INSTRUCTION:
Please reproduce word for word the part of the material below that opens with the line containing "For every instance of the blue" and closes with the line containing "For every instance of the rider's", both of those lines included.

PROVIDED MATERIAL:
* * * * * * * * *
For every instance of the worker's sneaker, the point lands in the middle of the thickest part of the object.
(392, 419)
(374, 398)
* * * * * * * * *
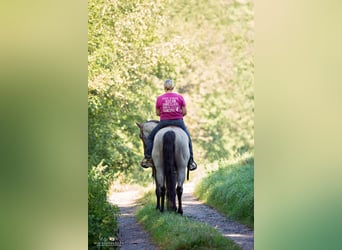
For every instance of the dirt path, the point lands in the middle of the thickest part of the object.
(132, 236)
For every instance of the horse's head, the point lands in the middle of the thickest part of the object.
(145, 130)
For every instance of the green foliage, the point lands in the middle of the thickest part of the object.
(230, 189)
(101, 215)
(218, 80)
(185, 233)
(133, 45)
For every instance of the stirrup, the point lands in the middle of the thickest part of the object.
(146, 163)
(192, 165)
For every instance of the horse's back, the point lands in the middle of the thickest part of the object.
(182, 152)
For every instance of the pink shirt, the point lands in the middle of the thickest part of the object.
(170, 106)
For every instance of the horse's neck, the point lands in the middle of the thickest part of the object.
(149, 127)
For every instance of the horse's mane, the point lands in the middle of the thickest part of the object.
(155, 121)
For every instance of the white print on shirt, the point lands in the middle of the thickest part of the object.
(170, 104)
* * * * * * * * *
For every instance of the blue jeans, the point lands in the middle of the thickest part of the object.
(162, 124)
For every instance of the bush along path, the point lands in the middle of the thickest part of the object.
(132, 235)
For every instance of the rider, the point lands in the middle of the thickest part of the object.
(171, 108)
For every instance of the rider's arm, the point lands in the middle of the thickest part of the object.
* * * * * * * * *
CORRECT RESULT:
For every instance of the blue jeans, the point lands in the middle of the thickest part of the object.
(162, 124)
For every instance of the bush along path, the point lands in the middle of the thickest part of the object.
(132, 235)
For every instance of the rider, the point lands in the middle of the thickest part of the object.
(171, 108)
For every instance of the rider's arm, the point lands in the middle of the thickest part of the object.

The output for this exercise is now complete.